■ Passage for review
Responding to Kids Questions About Tragedy
When news events like the recent mass murder in Aurora, Colorado, claim the lives of the innocent victims, kids are bound to have questions. Though we are far from where that tragedy took place, news reports can keep it fresh in the mind of a child. This event, in particular, is a scary one, since the shootings took place at a movie theatre featuring a film kids have been anticipating.
Here are some helpful tips from the American Humane Society on ways to help your child cope with scary events.
• Limit their access to television and radio news reports since young children may have trouble processing the enormity of the experience, and sometimes believe that each news report may be a new attack.
• Regardless of age, reassure your child frequently of his safety and security. Reinforce that you, local officials, and other people in the community are always working to keep them safe. Older children may seem more capable, but can also be affected.

■ Records supplied
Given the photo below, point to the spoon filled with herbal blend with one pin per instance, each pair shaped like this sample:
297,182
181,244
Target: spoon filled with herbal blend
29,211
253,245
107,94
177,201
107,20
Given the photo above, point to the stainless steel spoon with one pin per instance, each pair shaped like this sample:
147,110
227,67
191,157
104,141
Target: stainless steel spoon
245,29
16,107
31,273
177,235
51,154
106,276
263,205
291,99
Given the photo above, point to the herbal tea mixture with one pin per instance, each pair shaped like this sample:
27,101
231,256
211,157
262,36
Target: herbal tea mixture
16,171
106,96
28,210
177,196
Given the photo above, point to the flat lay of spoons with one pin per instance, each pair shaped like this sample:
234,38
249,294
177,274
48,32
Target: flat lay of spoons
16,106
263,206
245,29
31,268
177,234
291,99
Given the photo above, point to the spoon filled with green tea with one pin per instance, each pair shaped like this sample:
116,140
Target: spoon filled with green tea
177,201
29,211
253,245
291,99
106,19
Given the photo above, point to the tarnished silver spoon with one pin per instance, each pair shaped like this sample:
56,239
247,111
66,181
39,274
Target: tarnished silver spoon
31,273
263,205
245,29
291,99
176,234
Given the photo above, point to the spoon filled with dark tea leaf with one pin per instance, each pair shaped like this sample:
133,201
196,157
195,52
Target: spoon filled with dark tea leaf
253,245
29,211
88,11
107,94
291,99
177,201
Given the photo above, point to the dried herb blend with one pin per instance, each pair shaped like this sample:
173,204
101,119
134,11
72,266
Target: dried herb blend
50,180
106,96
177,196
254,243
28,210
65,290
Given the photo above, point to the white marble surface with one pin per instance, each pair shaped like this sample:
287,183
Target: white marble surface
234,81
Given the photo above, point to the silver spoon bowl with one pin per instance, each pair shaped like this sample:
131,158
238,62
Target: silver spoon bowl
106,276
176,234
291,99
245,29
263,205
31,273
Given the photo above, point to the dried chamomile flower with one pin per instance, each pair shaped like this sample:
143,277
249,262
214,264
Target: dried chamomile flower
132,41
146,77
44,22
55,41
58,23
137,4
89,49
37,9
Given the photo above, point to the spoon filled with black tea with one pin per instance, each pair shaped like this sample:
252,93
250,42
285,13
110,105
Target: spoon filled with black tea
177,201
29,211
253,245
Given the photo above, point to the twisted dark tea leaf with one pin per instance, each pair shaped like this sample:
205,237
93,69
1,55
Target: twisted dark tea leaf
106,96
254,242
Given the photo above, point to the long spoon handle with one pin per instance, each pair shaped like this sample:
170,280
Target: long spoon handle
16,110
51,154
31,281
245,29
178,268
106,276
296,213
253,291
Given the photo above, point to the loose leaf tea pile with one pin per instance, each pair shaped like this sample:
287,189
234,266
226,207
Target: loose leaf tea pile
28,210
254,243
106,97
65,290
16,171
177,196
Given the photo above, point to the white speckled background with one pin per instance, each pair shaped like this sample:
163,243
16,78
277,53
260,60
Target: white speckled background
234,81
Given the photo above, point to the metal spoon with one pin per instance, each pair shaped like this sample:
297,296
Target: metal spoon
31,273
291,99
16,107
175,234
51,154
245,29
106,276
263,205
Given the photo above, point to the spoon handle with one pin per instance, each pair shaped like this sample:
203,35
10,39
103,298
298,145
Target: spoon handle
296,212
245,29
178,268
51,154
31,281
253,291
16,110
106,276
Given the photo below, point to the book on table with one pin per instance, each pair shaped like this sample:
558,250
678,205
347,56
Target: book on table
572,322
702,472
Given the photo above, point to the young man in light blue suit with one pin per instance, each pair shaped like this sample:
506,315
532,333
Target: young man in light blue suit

■ Activity
Please extend the tips on helping children cope with news of the Aurora shooting, continuing after the final sentence of that text.

■ Response to the exercise
• Keep an eye on your child's emotional reactions. Talk to your children — and just as important — listen them. Encourage kids to express how they feel and ask if anything is worrying them. Sometimes, tragedies can amplify the uncertainty a child is already feeling at home, particularly if you are separated from a spouse, moving, or experiencing some other life transition.
• Be prepared for children to ask if such violence can occur to them. Do not lie but repeat that it is very unlikely and that you are there to keep them safe.
• Watch for symptoms of stress, including clinginess, stomachaches, headaches, nightmares, trouble eating or sleeping, or changes in behavior.
• If you are concerned about the way your child is responding, speak with your pediatrician, a school counselor, or a local mental health professional.